• PROVIDED TEXT:
· · · · · · ·
It does indeed seem like corn is a big problem. I guess it's such a huge portion of what's grown on US farms that it can't help but have a distortionary effect across a lot of different areas.

lj said...

From what I understand, feeding cattle corn began with corn farmers at some point when the price of corn fell and they went looking for something more lucrative to do with their crop. They (maybe it was some middleman organization, not farmers themselves, I don't know) came up with feedlots. Similar story with why corn syrup is in almost all prepared food. I also saw a piece this last year with a photo of a huge pile of corn sitting in the open air in Iowa--the crop had been so huge that they didn't have enough space to store it (this was happening all over, not just in one place).

So we subsidize, breed, fertilize, etc until we have more corn than we know what to do with, and then invent unhealth ways of consuming it, all the while screwing up the market for farmers in developing worlds. I admit I need to read more to make sure I have all my facts straight, but this is the picture that's emerging to me.

Man, check out the second letter in response to that NYT piece: organic farming is to blame. Very interesting, if grossly biased, point. I think it goes well with the first letter, which points out that even vegetarians aren't same from meat-based threats. Perhaps organic farming is at risk of contamination, because it's not willing to fight back with equally powerful chemicals? Weird.
· · · · · · ·
• PROVIDED DATA:
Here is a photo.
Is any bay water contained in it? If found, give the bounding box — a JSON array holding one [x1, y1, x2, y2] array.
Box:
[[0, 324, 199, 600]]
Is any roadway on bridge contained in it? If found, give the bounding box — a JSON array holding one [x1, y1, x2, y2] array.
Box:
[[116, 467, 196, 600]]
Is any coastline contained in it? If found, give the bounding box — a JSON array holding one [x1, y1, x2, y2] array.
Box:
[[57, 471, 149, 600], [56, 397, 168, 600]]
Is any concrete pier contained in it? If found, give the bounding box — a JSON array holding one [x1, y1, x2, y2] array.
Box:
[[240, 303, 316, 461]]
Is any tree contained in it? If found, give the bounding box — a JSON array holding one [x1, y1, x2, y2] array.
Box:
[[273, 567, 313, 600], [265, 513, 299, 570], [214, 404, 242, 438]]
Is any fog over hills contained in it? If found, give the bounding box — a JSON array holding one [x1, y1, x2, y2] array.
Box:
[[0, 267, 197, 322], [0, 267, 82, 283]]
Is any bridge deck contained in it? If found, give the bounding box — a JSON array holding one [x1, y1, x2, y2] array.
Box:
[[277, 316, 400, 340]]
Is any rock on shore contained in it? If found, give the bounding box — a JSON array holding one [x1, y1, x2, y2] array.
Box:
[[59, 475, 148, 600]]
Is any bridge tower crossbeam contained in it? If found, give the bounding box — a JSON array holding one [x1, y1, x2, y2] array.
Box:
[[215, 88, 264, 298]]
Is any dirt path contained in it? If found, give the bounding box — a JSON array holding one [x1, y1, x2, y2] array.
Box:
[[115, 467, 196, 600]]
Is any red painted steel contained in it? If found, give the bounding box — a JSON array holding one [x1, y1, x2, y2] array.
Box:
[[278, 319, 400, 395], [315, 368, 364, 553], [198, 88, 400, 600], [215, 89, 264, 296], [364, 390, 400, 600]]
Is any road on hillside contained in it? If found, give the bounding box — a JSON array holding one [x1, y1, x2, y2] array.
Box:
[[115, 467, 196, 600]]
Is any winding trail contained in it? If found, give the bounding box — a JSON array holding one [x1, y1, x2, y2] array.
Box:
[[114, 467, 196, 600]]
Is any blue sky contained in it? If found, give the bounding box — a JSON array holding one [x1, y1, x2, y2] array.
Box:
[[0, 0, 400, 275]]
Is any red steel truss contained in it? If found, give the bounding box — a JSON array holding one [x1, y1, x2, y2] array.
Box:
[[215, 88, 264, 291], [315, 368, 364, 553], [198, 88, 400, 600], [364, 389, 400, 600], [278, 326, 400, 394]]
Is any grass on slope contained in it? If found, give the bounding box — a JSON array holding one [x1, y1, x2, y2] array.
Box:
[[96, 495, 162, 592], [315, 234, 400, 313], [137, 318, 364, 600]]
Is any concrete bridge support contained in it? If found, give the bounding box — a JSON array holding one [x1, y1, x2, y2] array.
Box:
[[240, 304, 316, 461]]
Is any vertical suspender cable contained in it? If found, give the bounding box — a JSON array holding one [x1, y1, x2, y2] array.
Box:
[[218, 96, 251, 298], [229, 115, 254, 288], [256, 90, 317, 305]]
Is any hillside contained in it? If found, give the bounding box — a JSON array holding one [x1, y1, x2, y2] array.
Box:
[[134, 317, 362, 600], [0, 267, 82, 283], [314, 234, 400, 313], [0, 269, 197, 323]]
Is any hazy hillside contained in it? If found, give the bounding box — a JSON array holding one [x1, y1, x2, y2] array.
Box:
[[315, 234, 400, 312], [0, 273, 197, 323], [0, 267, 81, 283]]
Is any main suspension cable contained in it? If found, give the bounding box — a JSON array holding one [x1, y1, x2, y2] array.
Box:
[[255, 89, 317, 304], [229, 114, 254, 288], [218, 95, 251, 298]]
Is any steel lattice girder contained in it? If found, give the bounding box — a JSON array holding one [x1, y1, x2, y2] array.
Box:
· · · · · · ·
• CHALLENGE:
List every verb in the comment text above's sentence beginning "So we subsidize" that names something done to corn before the words "until we have more corn".

• OUTPUT FOR THIS EXERCISE:
subsidize, breed, fertilize